DIRECTIONS FOR THIS TASK:
What follows is a set of entries; retype all of them exactly.

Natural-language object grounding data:
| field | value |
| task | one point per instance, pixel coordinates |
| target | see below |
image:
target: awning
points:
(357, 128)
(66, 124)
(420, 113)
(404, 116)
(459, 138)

TASK ANSWER:
| field | value |
| task | one point per instance, pixel coordinates |
| target | see below |
image:
target: awning
points:
(357, 128)
(66, 124)
(420, 113)
(404, 116)
(459, 138)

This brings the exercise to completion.